— start of Data for processing —
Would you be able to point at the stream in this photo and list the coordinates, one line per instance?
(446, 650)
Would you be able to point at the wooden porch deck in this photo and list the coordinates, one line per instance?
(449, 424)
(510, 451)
— end of Data for processing —
(Given exercise)
Set out every line of the records above as a numbered list, skipping any blank lines.

(Exercise output)
1. Would you be able to point at the stream in this photo and list the coordinates, one line per instance?
2. (446, 650)
3. Would you be able to point at the wooden porch deck in this photo and list the coordinates, one line per instance?
4. (449, 424)
5. (510, 451)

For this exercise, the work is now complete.